Dataset rows:
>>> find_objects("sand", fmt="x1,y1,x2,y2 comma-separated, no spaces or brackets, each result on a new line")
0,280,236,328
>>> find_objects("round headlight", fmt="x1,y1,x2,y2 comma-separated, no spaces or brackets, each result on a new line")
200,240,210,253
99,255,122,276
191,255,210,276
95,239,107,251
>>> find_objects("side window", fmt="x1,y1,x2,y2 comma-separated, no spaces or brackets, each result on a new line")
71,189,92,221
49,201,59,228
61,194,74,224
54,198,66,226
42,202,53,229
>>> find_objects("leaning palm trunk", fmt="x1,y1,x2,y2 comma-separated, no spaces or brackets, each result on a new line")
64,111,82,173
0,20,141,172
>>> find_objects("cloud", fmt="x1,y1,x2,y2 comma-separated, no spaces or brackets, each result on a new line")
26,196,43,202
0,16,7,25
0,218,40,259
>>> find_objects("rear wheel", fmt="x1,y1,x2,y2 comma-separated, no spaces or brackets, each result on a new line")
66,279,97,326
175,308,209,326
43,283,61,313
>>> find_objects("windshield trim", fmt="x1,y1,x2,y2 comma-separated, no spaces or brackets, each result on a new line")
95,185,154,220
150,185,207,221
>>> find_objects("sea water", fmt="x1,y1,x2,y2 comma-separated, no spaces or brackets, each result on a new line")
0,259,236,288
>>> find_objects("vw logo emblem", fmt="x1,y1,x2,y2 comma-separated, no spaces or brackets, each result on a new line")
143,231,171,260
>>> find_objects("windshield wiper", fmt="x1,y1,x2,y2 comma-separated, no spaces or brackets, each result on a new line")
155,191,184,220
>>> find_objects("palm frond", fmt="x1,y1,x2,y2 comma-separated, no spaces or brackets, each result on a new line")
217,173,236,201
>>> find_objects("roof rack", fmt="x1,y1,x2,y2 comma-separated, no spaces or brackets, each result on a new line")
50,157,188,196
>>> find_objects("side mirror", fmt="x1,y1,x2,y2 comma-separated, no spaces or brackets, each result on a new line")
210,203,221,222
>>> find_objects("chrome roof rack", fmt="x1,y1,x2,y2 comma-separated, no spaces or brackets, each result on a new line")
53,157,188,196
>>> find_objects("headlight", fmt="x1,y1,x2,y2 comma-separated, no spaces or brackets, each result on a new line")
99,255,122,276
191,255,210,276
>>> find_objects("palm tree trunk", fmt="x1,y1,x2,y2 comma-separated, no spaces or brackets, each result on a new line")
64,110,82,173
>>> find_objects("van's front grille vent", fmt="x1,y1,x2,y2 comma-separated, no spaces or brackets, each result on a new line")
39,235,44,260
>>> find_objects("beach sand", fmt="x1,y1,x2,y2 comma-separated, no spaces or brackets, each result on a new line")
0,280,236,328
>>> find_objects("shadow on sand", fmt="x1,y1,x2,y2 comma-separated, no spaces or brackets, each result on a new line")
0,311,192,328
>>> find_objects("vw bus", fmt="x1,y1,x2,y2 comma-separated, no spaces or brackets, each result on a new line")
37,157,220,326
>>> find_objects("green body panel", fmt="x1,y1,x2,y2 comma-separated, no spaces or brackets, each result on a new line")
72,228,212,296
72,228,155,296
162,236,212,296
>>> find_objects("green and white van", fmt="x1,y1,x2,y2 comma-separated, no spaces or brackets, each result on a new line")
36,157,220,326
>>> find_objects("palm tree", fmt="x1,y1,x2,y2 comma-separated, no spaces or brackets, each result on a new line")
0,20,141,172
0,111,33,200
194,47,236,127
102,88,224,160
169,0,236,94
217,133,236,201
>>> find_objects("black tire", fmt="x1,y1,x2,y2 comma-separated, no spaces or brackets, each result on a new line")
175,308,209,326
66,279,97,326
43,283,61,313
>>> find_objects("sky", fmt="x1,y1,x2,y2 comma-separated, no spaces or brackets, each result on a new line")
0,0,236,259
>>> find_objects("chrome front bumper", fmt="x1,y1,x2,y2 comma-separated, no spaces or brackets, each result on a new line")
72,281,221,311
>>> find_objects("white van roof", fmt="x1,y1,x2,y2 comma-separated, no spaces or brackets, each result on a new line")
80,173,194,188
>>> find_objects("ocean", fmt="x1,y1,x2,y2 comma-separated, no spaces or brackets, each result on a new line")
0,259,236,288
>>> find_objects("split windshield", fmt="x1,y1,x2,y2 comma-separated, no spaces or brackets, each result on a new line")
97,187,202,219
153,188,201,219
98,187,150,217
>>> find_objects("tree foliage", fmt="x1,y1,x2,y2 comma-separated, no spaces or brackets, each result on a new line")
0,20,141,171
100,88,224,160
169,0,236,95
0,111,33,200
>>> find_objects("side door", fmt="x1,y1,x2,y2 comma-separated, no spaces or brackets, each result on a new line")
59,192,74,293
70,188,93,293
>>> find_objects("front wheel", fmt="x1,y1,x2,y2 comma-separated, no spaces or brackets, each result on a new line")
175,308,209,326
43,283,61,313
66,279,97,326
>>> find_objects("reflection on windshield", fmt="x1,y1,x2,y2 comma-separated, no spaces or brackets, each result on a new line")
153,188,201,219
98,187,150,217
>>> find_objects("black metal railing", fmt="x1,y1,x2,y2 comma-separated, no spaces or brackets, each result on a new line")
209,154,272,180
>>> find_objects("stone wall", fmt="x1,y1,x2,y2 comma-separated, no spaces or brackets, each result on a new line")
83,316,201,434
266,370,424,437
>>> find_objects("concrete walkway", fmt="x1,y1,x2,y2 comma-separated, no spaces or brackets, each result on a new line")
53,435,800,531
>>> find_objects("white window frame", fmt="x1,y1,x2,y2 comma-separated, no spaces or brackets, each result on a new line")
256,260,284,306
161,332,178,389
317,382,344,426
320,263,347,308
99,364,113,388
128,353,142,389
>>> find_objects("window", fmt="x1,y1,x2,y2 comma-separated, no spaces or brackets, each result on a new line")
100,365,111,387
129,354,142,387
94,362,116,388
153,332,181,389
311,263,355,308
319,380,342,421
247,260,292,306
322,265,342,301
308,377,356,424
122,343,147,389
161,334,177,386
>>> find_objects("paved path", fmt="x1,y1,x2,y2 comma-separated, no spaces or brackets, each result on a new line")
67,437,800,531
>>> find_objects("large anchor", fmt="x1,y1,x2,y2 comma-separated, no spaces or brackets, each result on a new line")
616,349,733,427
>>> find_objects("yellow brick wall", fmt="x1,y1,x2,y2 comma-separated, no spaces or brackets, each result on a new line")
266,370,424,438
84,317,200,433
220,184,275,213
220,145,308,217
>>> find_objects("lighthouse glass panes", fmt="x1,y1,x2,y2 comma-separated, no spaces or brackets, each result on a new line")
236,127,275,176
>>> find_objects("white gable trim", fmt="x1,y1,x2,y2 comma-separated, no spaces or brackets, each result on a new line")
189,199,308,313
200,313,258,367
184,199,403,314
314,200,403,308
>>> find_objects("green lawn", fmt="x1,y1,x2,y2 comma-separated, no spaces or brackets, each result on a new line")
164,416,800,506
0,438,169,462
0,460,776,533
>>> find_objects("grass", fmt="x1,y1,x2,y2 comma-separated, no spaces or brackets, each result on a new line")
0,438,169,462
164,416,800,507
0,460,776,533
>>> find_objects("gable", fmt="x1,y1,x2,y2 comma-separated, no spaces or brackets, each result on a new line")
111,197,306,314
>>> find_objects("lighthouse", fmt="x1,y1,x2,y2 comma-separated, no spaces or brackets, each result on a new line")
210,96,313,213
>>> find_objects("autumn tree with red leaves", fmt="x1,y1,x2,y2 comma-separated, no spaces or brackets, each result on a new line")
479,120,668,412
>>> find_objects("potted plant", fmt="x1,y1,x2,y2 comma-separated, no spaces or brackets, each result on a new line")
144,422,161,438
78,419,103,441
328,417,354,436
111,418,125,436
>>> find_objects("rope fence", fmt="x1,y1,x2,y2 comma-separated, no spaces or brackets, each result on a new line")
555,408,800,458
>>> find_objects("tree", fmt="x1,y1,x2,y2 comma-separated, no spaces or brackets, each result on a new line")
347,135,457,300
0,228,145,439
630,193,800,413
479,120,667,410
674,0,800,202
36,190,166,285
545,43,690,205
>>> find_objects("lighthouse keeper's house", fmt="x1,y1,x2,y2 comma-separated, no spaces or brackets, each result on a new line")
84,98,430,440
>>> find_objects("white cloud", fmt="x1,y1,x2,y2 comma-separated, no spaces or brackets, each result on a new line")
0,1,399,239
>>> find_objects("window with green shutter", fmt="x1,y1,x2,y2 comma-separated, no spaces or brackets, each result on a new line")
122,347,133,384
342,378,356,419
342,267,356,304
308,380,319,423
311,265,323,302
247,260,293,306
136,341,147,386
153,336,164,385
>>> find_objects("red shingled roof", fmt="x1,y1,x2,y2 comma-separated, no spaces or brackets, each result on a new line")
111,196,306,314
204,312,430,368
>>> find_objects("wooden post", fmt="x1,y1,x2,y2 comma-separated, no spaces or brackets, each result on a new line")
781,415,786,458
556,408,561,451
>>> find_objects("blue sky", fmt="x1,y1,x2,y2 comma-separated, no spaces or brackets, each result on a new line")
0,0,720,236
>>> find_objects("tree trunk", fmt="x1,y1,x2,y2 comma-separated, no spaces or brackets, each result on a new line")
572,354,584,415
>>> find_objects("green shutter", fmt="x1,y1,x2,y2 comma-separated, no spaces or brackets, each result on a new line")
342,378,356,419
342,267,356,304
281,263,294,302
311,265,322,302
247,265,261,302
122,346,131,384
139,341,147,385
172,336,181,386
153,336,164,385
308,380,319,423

Requirements:
Rewrite every line from the first row up to and including the line with "217,173,236,201", keeping the requests unchanged. In each answer, multiply every bounding-box coordinate by 1.55 and round to a whole number, with halves rounding up.

Exercise answer:
>>> find_objects("sand", fmt="x1,y1,x2,y2 comma-separated, no spaces or brackets, each result on a new line")
0,434,366,508
>>> find_objects("round headlight", fmt="x1,y1,x2,y2 comma-separated, no spaces or brackets, each result on a new line")
310,372,326,392
153,395,189,428
296,395,326,428
147,370,166,389
>>> find_objects("side window", fmt="x1,y1,x2,y2 comma-separated, no spaces or brackets, each result on a new line")
110,293,143,343
76,312,91,353
95,301,115,347
84,307,102,350
65,313,82,355
>>> find_objects("leaning palm trunk", fmt="x1,y1,x2,y2 comma-separated, no spaces or brackets, each result on a new line")
99,172,127,268
0,31,219,267
>>> find_objects("cloud", fmt="x1,y1,x2,y2 comma-separated, no spaces or brackets, each result on a new line")
40,304,67,313
0,25,11,39
0,338,62,401
>>> find_objects("rear wheel", fmt="x1,y1,x2,y2 comma-separated, no spaces or brackets, each result on a new line")
102,432,150,505
271,477,324,505
67,439,95,485
>>> find_objects("windshield trim", fmt="x1,y1,x2,y2 comma-separated, no spaces or brackets, each result on a new line")
147,287,239,341
233,287,321,343
>>> find_objects("sea water", fmt="x1,y1,x2,y2 comma-separated, no spaces or brackets, each result on a new line")
0,401,366,446
>>> find_objects("vw logo emblem", fmt="x1,y1,x2,y2 comma-separated, no spaces or brackets, each result on a new line")
222,358,265,403
>>> find_objects("windshield wiper", fmt="x1,y1,x2,y2 comma-separated, no spaces or brackets, each result on a new line")
240,296,285,341
>>> find_objects("palm frond", fmt="x1,y1,x2,y2 comma-separated, no spaces or brackets, each result on a new line")
336,268,366,312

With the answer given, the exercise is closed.